Top of Excerpted records

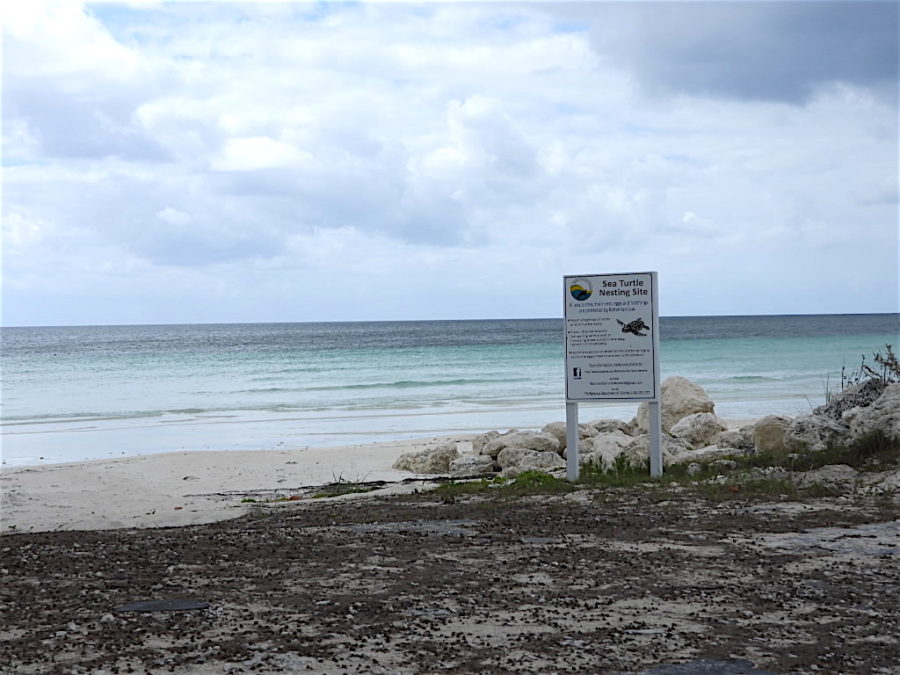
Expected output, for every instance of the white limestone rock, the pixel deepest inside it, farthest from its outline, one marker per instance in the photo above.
(680, 398)
(524, 459)
(585, 447)
(529, 440)
(431, 461)
(815, 433)
(483, 439)
(702, 455)
(607, 447)
(740, 440)
(883, 415)
(607, 424)
(558, 431)
(769, 434)
(471, 465)
(638, 451)
(859, 395)
(699, 429)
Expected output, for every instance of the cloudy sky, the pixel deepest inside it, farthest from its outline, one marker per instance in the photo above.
(186, 162)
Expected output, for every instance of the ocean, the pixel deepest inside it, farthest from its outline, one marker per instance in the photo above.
(96, 392)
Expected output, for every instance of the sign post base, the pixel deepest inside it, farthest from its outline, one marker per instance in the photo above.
(572, 460)
(655, 440)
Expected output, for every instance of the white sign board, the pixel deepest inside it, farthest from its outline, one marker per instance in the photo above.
(612, 337)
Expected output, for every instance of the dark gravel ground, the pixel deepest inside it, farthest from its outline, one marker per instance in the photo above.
(608, 582)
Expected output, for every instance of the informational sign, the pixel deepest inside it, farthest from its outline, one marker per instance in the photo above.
(612, 337)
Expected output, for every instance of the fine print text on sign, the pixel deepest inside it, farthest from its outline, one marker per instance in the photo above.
(611, 342)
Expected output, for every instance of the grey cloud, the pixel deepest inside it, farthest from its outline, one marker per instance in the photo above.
(780, 51)
(79, 126)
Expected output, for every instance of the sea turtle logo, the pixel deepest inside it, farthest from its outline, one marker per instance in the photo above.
(581, 289)
(634, 327)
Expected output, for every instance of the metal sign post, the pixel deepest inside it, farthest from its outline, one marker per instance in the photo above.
(612, 350)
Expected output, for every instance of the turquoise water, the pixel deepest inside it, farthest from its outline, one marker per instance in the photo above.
(74, 393)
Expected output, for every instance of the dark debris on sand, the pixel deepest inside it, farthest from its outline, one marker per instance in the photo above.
(551, 584)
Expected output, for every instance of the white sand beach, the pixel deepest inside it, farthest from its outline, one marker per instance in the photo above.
(187, 488)
(182, 488)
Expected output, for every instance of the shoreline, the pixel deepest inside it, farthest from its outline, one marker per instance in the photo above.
(193, 487)
(183, 488)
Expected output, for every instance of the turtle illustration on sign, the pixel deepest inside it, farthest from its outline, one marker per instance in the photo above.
(634, 327)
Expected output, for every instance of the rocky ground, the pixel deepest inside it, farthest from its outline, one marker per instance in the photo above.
(607, 580)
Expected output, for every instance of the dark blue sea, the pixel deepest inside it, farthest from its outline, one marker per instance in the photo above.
(75, 393)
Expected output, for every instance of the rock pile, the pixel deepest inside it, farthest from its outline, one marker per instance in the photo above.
(692, 433)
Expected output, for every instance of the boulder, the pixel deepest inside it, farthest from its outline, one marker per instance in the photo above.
(471, 465)
(702, 455)
(637, 452)
(882, 416)
(607, 446)
(741, 439)
(585, 447)
(558, 431)
(769, 434)
(857, 396)
(432, 461)
(515, 460)
(605, 425)
(483, 439)
(815, 432)
(680, 398)
(699, 429)
(528, 440)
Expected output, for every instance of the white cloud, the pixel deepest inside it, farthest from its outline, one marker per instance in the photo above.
(259, 152)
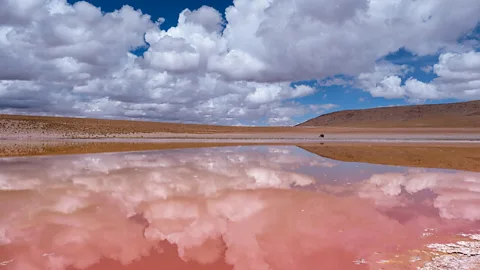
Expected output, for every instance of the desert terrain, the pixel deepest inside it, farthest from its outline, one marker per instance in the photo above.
(451, 115)
(448, 138)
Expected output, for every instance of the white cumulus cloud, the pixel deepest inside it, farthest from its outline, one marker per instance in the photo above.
(59, 58)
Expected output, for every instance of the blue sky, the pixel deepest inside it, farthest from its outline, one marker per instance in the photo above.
(344, 97)
(251, 74)
(168, 10)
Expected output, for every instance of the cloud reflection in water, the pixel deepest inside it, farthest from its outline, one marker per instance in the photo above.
(226, 208)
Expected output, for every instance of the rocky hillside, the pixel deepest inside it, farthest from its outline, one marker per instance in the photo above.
(463, 114)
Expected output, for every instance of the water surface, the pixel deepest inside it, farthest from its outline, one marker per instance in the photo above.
(227, 208)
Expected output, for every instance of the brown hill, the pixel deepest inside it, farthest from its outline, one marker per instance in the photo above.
(463, 114)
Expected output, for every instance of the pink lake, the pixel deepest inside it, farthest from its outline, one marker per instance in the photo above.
(239, 208)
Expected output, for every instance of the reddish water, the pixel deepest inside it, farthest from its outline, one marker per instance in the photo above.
(226, 208)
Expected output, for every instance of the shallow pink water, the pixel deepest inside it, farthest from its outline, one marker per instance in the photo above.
(225, 208)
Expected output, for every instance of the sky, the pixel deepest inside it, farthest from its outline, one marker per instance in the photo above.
(242, 62)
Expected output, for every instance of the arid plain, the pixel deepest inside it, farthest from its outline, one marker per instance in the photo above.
(436, 146)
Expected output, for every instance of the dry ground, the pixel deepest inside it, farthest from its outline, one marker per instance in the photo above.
(40, 127)
(446, 156)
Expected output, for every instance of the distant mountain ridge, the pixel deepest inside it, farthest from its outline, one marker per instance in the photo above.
(461, 114)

Bottom of Excerpted records

■ **Aim of the exercise**
Return the material word for word, images omitted.

■ **Solution to the problem**
Expected output, for every instance of the white limestone rock, the pixel deepest inside it, farthest from its outline, one marker per instance in the photo above.
(680, 398)
(524, 459)
(585, 447)
(529, 440)
(431, 461)
(815, 433)
(483, 439)
(702, 455)
(607, 447)
(740, 440)
(883, 415)
(607, 424)
(558, 431)
(769, 434)
(471, 465)
(638, 451)
(859, 395)
(699, 429)
Expected output, for every instance of the cloudy sky, the pixel deepest inside it, farthest from its outline, one marker per instance in the photo above.
(186, 162)
Expected output, for every instance of the ocean, the pixel deepest inside it, farthest from its outline, one marker per instance in the photo above.
(96, 392)
Expected output, for every instance of the sign post base, the pixel deepest inside it, farthest from its outline, one marker per instance in the photo above.
(572, 460)
(655, 440)
Expected output, for every instance of the white sign board, the pixel deepest inside it, farthest from its outline, one marker per instance in the photo above.
(612, 337)
Expected output, for every instance of the dark gravel ground, the pixel deepest inside it, farthest from its outline, one marker per instance in the photo above.
(608, 582)
Expected output, for every instance of the informational sign, the pixel deepest inside it, farthest from its outline, one marker per instance in the photo above.
(612, 337)
Expected output, for every instance of the fine print text on sign, the pixel deepest inside it, farthest from its outline, one marker per instance in the photo above.
(611, 342)
Expected output, for every instance of the grey cloud, the pixel deepest inside it, farthest from its outline, one marker per instance in the photo above.
(780, 51)
(79, 126)
Expected output, for every instance of the sea turtle logo, the pixel deepest inside it, farthest from its outline, one marker per instance in the photo above.
(581, 289)
(634, 327)
Expected output, for every instance of the metal sign post, the pixel deepest inside it, farthest from its outline, one marker per instance in the photo above.
(612, 350)
Expected output, for every instance of the turquoise water, the pixel deepest inside it, farthest from its outline, one marker per instance in the photo above.
(74, 393)
Expected output, for every instance of the dark debris on sand, the pixel deepest inside it, farthest from its outline, one marker per instance in the photo above.
(551, 584)
Expected output, for every instance of the white sand beach, the pixel deepest inside it, farthest from its outline, one marker per instance in the photo above.
(187, 488)
(182, 488)
Expected output, for every instance of the shoreline, the pixel deepest inside it, farthest from its outline, one marker per instance in the photo above.
(193, 487)
(183, 488)
Expected output, for every instance of the turtle illustration on sign, the pixel deepest inside it, farthest from its outline, one marker per instance in the photo above.
(634, 327)
Expected output, for every instance of the rocky ground, the pixel deepest inside it, farthest from its outline, one marker per instance in the photo above.
(607, 580)
Expected output, for every instance of the dark blue sea, the pixel deepest inside it, farthest from its outline, one marker per instance in the photo above.
(75, 393)
Expected output, for every instance of the rock pile, the pixel deepest inside it, farthest from its outline, one marker per instance in the photo above.
(692, 433)
Expected output, for every instance of the boulder, the pixel deepest inside it, farthest from its outline, one marker per instance in the photo above.
(471, 465)
(702, 455)
(637, 452)
(882, 416)
(607, 446)
(741, 439)
(585, 447)
(558, 431)
(769, 434)
(857, 396)
(432, 461)
(515, 460)
(605, 425)
(483, 439)
(815, 432)
(680, 398)
(699, 429)
(528, 440)
Expected output, for every instance of the white cloud, the pixel deepest inside it, farthest from its outline, one marker per instance in the photo above.
(259, 152)
Expected output, for every instance of the desert terrain, the pixel deepest inside it, farthest from its outline, one marker per instance in the photo above.
(451, 115)
(448, 138)
Expected output, for every instance of the white cumulus cloud, the pixel deepest inside it, farthest from its outline, one marker per instance in the photo above.
(59, 58)
Expected output, for every instance of the blue sky, the pixel deepest inside it, farthest from its outline, one marker per instance in the photo above.
(344, 97)
(251, 74)
(168, 10)
Expected output, for every instance of the cloud reflection in water, the pixel deepest inside it, farthest from its outline, one marker per instance in the photo above.
(226, 208)
Expected output, for every instance of the rocky hillside, the pixel deepest inside it, farthest from its outline, one marker per instance in the photo above.
(463, 114)
Expected output, for every instance of the water surface, the pixel deepest inside it, farthest from its outline, one marker per instance in the photo above.
(227, 208)
Expected output, for every instance of the brown hill, the pixel deepest inside it, farthest from its outline, one marker per instance in the photo above.
(463, 114)
Expected output, for every instance of the pink lake, the pixel deepest inside it, farthest from its outline, one marker per instance in the photo above.
(239, 208)
Expected output, for every instance of the reddish water, the pixel deepest inside it, farthest from its outline, one marker per instance in the photo above.
(226, 208)
Expected output, for every instance of the shallow pink water, the pixel deepest inside it, farthest from its outline, one marker per instance in the photo above.
(225, 208)
Expected output, for every instance of the sky, the pixel deepest inside it, farthest from its outline, one marker per instance in the photo above.
(242, 62)
Expected output, for every instance of the arid plain, the pixel deepest inside it, farthest from its outline, one marker per instance in the photo above.
(436, 146)
Expected output, for every instance of the dry ground, the pixel deepest inside it, farthest from its outline, one marker per instance in the photo above.
(40, 127)
(446, 156)
Expected output, for every instance of the distant mountain ridge, the pixel deepest inside it, farthest from its outline, one marker per instance in the photo above.
(461, 114)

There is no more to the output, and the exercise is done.